**WHAT YOU HAVE TO DO**
Reproduce all of the records below verbatim, line for line and in their original order.

**ENTRIES PROVIDED**
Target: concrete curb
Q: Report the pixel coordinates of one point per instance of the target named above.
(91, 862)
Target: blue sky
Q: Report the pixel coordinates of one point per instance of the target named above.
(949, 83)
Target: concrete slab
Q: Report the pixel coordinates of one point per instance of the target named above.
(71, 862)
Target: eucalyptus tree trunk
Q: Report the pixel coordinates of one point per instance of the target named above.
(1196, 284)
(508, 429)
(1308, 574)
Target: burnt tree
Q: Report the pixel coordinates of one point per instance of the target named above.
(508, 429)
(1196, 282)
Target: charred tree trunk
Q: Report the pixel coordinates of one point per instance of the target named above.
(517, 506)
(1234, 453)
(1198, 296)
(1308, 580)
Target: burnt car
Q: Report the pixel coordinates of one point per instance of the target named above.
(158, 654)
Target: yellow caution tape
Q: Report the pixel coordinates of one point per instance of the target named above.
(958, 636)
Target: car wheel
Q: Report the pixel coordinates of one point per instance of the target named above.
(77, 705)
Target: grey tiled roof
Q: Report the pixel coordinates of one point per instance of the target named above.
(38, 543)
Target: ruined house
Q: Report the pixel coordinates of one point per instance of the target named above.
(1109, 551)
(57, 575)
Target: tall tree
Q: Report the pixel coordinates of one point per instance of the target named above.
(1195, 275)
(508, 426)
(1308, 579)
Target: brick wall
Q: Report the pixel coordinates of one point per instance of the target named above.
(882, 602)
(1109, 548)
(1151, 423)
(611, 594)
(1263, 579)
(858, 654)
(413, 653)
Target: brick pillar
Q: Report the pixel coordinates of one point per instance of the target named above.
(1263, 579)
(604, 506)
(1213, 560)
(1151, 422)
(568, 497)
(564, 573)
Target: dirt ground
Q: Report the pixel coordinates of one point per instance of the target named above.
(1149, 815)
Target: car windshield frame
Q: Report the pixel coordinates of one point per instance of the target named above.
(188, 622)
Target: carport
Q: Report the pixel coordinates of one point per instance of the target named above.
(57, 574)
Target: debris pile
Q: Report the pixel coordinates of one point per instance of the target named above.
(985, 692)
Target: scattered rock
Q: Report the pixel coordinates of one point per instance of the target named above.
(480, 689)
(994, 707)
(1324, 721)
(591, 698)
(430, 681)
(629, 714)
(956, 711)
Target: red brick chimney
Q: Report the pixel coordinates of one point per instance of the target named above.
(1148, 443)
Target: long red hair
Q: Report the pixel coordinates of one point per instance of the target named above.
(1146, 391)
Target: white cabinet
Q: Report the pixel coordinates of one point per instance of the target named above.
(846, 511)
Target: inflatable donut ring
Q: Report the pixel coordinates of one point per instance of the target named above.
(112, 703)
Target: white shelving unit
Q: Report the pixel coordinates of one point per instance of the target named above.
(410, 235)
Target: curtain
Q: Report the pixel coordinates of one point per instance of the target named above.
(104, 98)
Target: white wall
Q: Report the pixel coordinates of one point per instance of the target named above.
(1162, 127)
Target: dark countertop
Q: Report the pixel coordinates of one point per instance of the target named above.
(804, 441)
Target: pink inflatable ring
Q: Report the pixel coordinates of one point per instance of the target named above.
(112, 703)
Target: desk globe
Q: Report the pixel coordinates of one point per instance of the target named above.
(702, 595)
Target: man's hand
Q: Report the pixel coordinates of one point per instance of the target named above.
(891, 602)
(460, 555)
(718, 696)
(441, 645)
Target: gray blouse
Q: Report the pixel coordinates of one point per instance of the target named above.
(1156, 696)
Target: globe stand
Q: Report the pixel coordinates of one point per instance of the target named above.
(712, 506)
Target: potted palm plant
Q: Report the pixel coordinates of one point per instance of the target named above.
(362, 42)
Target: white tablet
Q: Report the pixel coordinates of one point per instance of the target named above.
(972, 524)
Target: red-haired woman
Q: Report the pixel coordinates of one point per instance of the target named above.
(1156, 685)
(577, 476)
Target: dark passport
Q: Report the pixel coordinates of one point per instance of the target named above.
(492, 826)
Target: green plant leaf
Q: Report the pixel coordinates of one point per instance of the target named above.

**FINISHED TASK**
Target: concrete curb
Q: Report the pixel coordinates of one point per instance of the target named above.
(91, 862)
Target: blue sky
Q: Report the pixel coordinates of one point per instance of the target named above.
(949, 83)
Target: concrete slab
Q: Report the pixel coordinates of one point per instance of the target named above.
(71, 862)
Target: eucalyptus tree trunk
Q: Report the pixel coordinates of one point per instance of the target named above.
(1196, 284)
(508, 429)
(1308, 574)
Target: burnt tree
Q: Report the pixel coordinates of one point per instance of the target named above.
(508, 429)
(1196, 282)
Target: charred tree trunk
Q: Report the pixel coordinates of one point per instance of the target named above.
(517, 506)
(1234, 453)
(1198, 296)
(1308, 580)
Target: burnt car
Q: Report the pixel coordinates of one point per instance of the target named above.
(158, 654)
Target: yellow caution tape
Q: Report the pixel coordinates of one point per instance of the target named above.
(958, 636)
Target: car wheel
Q: Report the pixel coordinates of one point per instance of the target named above.
(77, 705)
Target: grey tiled roof
Q: Report the pixel coordinates of one point per instance of the target named above.
(38, 543)
Target: ruined house
Q: Report the pixel coordinates of one point per instance of the target named above.
(1109, 551)
(57, 575)
Target: tall tree
Q: Report the pixel coordinates of one point per instance of the target named above.
(1195, 275)
(508, 426)
(1308, 579)
Target: brick wall
Q: Report the pixel coordinates of one point per instance of the target named above.
(882, 602)
(1109, 548)
(1151, 423)
(611, 594)
(1263, 579)
(858, 654)
(413, 653)
Target: brick pillar
Q: Report the pixel coordinates of one point per instance of the target named above.
(1263, 579)
(604, 506)
(1213, 560)
(1151, 422)
(568, 497)
(564, 573)
Target: dirt ground
Q: Report the pixel coordinates of one point per instance of the target named above.
(1149, 815)
Target: car windshield frame
Q: Report the pixel coordinates of one point per instance of the target named above.
(188, 622)
Target: carport
Q: Report the pixel coordinates of one point per instance of the target named above.
(57, 574)
Target: debris pile
Q: Report the pixel coordinates of one point per instance of the target named above.
(985, 692)
Target: scattered rock
Q: Report the pixel coordinates of one point per instance of the target named above.
(480, 689)
(994, 707)
(1324, 721)
(591, 698)
(430, 681)
(629, 714)
(956, 711)
Target: red brick chimney
Q: Report the pixel coordinates of one point per instance of the target named above.
(1148, 443)
Target: long red hair
Q: Report the pixel coordinates of one point per instance of the target named above.
(1146, 391)
Target: white cabinet
Q: Report the pixel coordinates of one point per instance of the target named above.
(846, 511)
Target: inflatable donut ring
Q: Report the pixel coordinates of one point per instance of the target named above.
(112, 703)
Target: white shelving unit
Q: Report the pixel coordinates of one point per instance of the target named above.
(410, 235)
Target: curtain
Q: Report the pixel coordinates of one point per instance of the target named above.
(104, 98)
Target: white wall
Q: Report the pixel coordinates of one point per instance of the target named above.
(1162, 127)
Target: dark countertop
Q: Report the pixel coordinates of one point per instance of the target named above.
(804, 441)
Target: pink inflatable ring
Q: Report the pixel coordinates of one point per instance of the target named above.
(112, 703)
Target: desk globe
Q: Report the pixel coordinates of one point per instance of the target named above.
(702, 595)
Target: man's hand
Q: Report the pixel coordinates of one point per instance of the target named above.
(891, 602)
(460, 555)
(718, 696)
(441, 645)
Target: gray blouse
Q: Report the pixel coordinates of one point per instance of the target named above.
(1156, 696)
Target: globe stand
Q: Report the pixel coordinates of one point per instance of the target named above.
(712, 506)
Target: potted palm plant
Q: Report the pixel coordinates of one point per instance of the target named above.
(362, 42)
Target: white tablet
Q: Report the pixel coordinates of one point per instance of the target named above.
(972, 524)
Target: red-haired woman
Q: Report the pixel coordinates of one point per instance of the target named above.
(1156, 685)
(577, 476)
Target: dark passport
Q: Report the pixel coordinates of one point per instance of the target named above.
(492, 826)
Target: green plant leaf
Q: Report the pixel coordinates of one point per instance of the target named above.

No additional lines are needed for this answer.